Bridging the Statistical Gap: Introducing the PHUSE CAMIS Project
In the ever-evolving world of data science and statistical analysis, the need for replicable and reliable results across different software platforms has never been more critical. As industries, especially those as rigorously regulated as medical research, transition towards multilingual programming environments, ensuring consistency in statistical methodologies becomes paramount.
Enter the PHUSE CAMIS project — Comparing Analysis Method Implementations in Software.
What is CAMIS?
CAMIS is an open-source repository designed to document and address the discrepancies in statistical methodologies across various software platforms like SAS, R, Python, StatXact, and EAST. In the medical research industry, where the accuracy of results is non-negotiable, double or triple programming practices are often employed to ensure that outcomes match across different systems. The CAMIS project aims to streamline this process, providing a centralized resource for identifying and understanding any differences that may arise.
The Driving Force Behind CAMIS
At the heart of this initiative are Lyn Taylor and Christina Fillmore from Parexel. With a combined experience of over 20 years in the industry, Lyn and Christina represent the perfect blend of traditional and modern statistical analysis techniques. While Lyn favors SAS, Christina, with her background in object-oriented programming, leans towards using R. Together, they frequently encounter situations where results from different software do not match, prompting a deep dive into documentation and methodologies to identify the root causes of discrepancies.

# [WHAT TO WORK ON]
**1.** In the CAMIS article, why do teams in medical research often use double or triple programming? Answer in one to three sentences.
**2.** According to the CAMIS article, which company are Lyn Taylor and Christina Fillmore from?
**3.** Please write the next part of the CAMIS article, continuing on from its last sentence.
None of the lines that come next are needed for any task.

# [DATA EXTRACTS]
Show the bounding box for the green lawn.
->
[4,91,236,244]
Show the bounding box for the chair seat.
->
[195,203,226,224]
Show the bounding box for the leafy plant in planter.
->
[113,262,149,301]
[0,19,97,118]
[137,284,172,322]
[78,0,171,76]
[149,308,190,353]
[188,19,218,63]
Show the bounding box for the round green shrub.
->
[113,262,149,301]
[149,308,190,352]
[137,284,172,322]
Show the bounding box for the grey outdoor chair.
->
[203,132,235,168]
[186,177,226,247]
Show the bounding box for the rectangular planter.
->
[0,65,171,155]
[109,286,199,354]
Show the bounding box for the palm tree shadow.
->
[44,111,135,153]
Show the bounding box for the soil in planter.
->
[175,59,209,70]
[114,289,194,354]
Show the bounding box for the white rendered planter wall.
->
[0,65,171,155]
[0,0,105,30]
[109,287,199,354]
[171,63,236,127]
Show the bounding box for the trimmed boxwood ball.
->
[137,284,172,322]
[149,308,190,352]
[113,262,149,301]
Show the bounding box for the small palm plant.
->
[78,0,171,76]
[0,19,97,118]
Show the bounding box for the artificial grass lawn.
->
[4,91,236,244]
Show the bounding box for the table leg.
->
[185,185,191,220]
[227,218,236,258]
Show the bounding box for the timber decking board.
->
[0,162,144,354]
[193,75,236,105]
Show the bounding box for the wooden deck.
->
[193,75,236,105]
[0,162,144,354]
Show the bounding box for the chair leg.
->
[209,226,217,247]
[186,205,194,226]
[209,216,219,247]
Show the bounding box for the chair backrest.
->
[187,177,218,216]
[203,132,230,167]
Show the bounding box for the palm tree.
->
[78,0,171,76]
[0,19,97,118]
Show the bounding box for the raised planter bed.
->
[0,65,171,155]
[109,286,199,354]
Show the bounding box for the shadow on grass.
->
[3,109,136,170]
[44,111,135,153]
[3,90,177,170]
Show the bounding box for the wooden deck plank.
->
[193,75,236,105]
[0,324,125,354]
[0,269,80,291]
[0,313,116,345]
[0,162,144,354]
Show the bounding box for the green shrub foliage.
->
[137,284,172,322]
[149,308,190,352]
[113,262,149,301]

# [WRITTEN RESPONSES]
**1.** In medical research the accuracy of results is non-negotiable. Double or triple programming is used to make sure the outcomes match across different software systems.

**2.** Parexel.

**3.**
The CAMIS Repository
The CAMIS repository, available on GitHub, serves as a comprehensive resource for understanding and documenting these discrepancies. The repository is organized into columns detailing different methods, their implementation in R, SAS, Python, and other platforms, and most importantly, a comparison column highlighting known differences.
This setup not only aids in identifying discrepancies but also serves as a call to action for the open-source community to contribute and fill in any gaps.
Practical Examples and Use Cases
One of the strengths of CAMIS is its use of practical examples to illustrate potential pitfalls and discrepancies. For instance, when performing a Kaplan-Meier analysis, the default method for calculating confidence intervals differs between SAS and R. SAS uses the log-log method, while R defaults to the log method, leading to potential variations in results. Similarly, the handling of ties in Cox proportional hazards regression varies between platforms, necessitating a clear specification of methods to ensure consistency.
Enhancing Software Reliability
Beyond identifying discrepancies, CAMIS plays a pivotal role in enhancing the reliability of software packages. For instance, when discrepancies were found in the confidence intervals produced by the epibasix
package in R, the CAMIS team reached out to the package author. The author, unable to recall the specifics of the calculation, recommended using an alternative package, vcd
, for more reliable results.
This interaction highlights how CAMIS not only helps users identify issues but also fosters communication and improvement within the software development community.
Community Collaboration
The success of CAMIS hinges on community collaboration. With contributions from over 42 different companies, the repository is a testament to the collective effort of statisticians and programmers worldwide. Whether you’re a SAS expert or an R aficionado, CAMIS welcomes contributions of all sizes. The project hosts regular meetings and offers training, particularly for statisticians unfamiliar with tools like GitHub, to facilitate participation.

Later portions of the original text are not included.